Entries from a pointing dataset:

========

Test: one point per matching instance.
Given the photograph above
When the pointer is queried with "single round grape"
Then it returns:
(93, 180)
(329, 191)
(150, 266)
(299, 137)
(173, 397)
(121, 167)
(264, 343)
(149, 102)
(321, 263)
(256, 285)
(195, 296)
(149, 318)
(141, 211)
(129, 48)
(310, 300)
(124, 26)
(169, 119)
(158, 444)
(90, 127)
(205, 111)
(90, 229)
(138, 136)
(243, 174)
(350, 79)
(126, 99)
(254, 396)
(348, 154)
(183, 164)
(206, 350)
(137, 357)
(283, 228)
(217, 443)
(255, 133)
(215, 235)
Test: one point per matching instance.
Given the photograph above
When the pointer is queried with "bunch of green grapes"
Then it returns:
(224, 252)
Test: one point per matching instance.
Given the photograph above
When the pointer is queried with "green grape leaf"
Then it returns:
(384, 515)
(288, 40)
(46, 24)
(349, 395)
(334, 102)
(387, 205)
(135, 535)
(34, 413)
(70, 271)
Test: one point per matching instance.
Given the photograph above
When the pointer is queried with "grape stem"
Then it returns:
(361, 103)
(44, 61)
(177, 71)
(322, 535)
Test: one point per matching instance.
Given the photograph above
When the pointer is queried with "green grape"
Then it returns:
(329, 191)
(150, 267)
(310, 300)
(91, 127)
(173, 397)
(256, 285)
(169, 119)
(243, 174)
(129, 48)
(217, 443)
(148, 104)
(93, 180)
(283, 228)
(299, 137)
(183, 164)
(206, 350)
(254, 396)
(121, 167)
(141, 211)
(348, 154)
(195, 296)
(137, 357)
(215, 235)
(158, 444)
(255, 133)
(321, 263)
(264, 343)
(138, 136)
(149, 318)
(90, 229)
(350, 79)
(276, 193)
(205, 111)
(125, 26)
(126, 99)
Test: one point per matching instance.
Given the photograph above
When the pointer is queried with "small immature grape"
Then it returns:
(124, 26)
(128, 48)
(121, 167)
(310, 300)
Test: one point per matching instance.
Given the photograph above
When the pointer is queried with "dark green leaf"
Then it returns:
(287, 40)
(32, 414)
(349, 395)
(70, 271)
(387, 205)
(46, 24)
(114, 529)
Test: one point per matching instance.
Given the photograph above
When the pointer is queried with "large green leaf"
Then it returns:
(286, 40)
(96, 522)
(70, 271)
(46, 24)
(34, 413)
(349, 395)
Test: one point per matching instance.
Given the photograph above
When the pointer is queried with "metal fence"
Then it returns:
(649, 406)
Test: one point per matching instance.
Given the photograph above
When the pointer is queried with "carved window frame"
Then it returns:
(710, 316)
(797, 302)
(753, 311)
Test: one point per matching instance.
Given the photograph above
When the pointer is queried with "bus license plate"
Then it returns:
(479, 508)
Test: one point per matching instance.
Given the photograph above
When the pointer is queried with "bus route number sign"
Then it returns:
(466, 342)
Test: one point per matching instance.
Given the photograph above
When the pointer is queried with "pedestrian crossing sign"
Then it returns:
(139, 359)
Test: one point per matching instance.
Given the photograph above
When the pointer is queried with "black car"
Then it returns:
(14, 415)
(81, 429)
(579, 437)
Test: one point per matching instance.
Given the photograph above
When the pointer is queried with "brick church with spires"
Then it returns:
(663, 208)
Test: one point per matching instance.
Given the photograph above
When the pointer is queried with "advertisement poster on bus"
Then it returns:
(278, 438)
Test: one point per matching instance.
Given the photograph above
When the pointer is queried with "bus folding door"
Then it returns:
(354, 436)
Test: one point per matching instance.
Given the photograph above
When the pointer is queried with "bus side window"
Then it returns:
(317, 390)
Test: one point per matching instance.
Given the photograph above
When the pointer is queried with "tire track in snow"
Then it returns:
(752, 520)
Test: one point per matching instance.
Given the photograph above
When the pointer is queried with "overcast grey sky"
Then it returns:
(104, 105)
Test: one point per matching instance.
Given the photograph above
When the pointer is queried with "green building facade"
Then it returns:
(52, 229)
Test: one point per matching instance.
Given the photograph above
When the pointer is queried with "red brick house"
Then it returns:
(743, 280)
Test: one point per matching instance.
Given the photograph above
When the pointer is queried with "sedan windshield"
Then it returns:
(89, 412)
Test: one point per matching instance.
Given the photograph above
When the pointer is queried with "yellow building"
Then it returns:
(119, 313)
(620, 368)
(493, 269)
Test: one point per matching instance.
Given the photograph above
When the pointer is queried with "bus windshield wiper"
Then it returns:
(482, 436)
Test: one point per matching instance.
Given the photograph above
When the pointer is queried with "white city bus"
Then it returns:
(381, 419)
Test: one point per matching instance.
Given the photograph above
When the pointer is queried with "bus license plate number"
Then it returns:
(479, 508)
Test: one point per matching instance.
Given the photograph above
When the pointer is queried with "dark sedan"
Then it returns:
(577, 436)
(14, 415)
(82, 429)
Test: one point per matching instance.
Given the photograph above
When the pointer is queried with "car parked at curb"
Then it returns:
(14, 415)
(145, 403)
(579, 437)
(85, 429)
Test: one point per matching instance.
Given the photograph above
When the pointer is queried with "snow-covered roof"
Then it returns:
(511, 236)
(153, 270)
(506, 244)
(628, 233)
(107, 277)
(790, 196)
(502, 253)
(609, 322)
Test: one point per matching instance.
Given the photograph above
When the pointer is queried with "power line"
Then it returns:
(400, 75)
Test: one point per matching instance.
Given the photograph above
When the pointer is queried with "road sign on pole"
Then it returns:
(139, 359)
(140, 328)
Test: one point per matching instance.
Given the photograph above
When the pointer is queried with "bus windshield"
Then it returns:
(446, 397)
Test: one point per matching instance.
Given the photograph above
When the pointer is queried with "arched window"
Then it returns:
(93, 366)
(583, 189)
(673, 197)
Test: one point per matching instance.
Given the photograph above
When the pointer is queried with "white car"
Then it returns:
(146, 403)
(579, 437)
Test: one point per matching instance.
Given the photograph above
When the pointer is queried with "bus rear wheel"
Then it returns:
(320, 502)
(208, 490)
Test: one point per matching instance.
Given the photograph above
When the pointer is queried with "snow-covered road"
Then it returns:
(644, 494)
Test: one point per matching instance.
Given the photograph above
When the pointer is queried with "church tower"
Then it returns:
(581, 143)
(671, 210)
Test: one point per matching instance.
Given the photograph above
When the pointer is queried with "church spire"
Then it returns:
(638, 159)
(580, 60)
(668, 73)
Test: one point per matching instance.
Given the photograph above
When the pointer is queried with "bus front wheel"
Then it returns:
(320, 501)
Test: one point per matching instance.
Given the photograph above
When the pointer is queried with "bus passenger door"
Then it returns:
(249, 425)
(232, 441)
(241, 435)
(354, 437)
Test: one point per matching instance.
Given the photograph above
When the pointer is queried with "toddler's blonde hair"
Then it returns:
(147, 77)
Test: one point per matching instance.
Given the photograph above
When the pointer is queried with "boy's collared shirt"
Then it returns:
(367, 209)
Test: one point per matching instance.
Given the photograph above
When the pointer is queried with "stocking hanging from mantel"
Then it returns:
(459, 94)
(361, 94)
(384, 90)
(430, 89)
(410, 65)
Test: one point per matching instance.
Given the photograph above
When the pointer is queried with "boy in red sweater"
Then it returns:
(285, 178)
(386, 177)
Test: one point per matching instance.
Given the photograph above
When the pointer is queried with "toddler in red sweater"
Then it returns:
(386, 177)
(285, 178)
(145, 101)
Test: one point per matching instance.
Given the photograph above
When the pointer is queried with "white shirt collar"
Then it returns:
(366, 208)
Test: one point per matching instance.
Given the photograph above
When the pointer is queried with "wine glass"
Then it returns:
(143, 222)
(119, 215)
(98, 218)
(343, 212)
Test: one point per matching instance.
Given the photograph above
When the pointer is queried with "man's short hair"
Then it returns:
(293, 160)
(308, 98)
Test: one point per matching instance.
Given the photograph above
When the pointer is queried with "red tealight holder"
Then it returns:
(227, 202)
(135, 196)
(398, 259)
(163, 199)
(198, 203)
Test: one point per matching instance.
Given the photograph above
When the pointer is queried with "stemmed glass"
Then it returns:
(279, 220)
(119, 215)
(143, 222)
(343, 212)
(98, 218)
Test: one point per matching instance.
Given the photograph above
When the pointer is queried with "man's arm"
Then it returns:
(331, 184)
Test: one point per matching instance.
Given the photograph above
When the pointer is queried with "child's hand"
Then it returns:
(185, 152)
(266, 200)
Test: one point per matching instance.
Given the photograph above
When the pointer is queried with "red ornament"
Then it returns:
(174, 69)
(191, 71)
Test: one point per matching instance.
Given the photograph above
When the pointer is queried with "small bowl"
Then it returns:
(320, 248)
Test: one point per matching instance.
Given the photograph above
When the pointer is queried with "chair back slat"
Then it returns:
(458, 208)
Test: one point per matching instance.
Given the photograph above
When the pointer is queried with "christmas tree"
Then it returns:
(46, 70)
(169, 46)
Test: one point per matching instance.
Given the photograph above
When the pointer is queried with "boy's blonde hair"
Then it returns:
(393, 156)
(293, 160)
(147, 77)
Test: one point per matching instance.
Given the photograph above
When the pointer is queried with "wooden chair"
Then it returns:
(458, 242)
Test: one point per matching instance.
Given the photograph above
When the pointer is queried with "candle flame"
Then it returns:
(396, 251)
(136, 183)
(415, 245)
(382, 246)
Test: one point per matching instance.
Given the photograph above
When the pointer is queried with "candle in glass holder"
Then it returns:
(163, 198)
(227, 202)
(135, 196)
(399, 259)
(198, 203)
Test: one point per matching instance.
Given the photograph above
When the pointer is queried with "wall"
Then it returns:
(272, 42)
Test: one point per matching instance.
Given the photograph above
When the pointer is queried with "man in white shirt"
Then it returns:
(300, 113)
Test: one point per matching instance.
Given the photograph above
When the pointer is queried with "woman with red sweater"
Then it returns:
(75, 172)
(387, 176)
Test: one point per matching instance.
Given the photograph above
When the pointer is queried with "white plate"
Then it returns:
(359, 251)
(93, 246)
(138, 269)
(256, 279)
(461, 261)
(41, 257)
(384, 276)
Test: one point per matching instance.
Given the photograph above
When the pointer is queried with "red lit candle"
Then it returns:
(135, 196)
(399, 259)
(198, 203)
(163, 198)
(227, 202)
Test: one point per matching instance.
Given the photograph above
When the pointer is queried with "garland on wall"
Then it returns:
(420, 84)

========

__Written task__.
List every line in the items above that contains the word "shirt", copying each line in full. The match is case-sensitive.

__The reply__.
When the pointer is queried with "boy's collared shirt"
When the pointer is queried with "white shirt collar"
When the pointer is queried with "man in white shirt"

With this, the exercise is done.